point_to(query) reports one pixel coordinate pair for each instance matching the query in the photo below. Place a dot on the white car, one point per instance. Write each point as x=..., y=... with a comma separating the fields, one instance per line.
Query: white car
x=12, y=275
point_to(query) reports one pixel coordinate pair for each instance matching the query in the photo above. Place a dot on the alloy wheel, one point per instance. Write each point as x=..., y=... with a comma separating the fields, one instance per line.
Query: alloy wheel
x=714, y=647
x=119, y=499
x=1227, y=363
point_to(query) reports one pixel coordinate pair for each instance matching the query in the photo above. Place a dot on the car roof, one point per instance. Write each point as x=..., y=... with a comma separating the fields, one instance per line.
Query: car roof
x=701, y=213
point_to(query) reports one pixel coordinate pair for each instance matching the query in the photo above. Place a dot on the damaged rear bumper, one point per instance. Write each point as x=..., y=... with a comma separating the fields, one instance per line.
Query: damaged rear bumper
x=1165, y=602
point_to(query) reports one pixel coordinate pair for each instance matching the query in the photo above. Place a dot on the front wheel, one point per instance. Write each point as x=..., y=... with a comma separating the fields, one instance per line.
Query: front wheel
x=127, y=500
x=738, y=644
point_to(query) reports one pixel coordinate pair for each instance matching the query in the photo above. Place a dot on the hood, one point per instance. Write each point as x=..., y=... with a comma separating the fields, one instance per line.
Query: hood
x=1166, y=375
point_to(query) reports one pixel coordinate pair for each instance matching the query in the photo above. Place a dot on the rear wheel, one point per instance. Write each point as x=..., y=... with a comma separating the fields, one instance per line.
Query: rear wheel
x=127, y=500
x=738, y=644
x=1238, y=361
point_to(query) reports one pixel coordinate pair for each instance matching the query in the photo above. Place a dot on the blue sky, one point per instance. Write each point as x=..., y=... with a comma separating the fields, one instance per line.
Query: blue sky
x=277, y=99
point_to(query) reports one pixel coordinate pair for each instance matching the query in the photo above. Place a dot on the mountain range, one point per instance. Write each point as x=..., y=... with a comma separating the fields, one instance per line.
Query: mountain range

• Set task: Output every line of the records above as a numbered list, leaving out any blank lines.

• Exercise result:
1. point_to(query) reports one pixel coordinate pair for each instance matching the query in the photo below. Place a dot on the white car, one point per instance. Write each point as x=..., y=... with a comma separating the fields, one instance per line.
2. Query: white car
3. x=12, y=275
4. point_to(query) reports one pixel coordinate pair for each instance matching the query in the photo above. Place a dot on the alloy wheel, one point per instance. Write each point as x=..., y=... with a comma separating the fields, one instance per line.
5. Query: alloy wheel
6. x=714, y=647
7. x=119, y=499
8. x=1227, y=363
9. point_to(query) reports one pixel coordinate pair for each instance matching the query in the photo above. Place a dot on the car roof, one point per instance. Write each point as x=..., y=... with a comma separating the fields, one instance per line.
10. Query: car roof
11. x=701, y=213
12. point_to(query) reports one pixel coordinate pair for each instance matching the query in the photo above. Place a dot on the damaged rear bumper, one point per instance. Write each point as x=..., y=... with a comma separating the fields, one instance per line.
13. Query: damaged rear bumper
14. x=1165, y=602
15. point_to(query) reports one pixel coordinate pair for each instance matching the query in the photo above. Place a dot on the front wheel, one point per instance. Write each point as x=..., y=... with a comma separating the fields, one instance per line.
16. Query: front wheel
17. x=127, y=500
18. x=738, y=644
19. point_to(query) reports one pixel coordinate pair for each instance matching the query in the photo above. Place a dot on the hood, one point per instance. Write each point as x=..., y=... with a comma separating the fields, one instance per line.
20. Query: hood
21. x=1166, y=375
22. point_to(query) reports one pixel coordinate pair for each instance matching the query in the photo above. Place a dot on the rear wheel, one point per instance. Write each point as x=..., y=... with a comma separating the fields, one instance per line.
23. Query: rear wheel
24. x=127, y=500
25. x=738, y=644
26. x=1238, y=361
27. point_to(query) reports one pixel coordinate pair for each instance matching the query in the photo above. Place a dot on the blue sky, one point per instance. Write each point as x=..., y=... with a comma separating the fields, one instance per line.
28. Query: blue sky
29. x=277, y=99
30. point_to(query) reports one pixel coordinate pair for each instance matching the query in the photo above. Place a dot on the mountain range, one point per instance. Write each point as x=..., y=... with a comma separating the fields, one instance per line.
31. Query: mountain range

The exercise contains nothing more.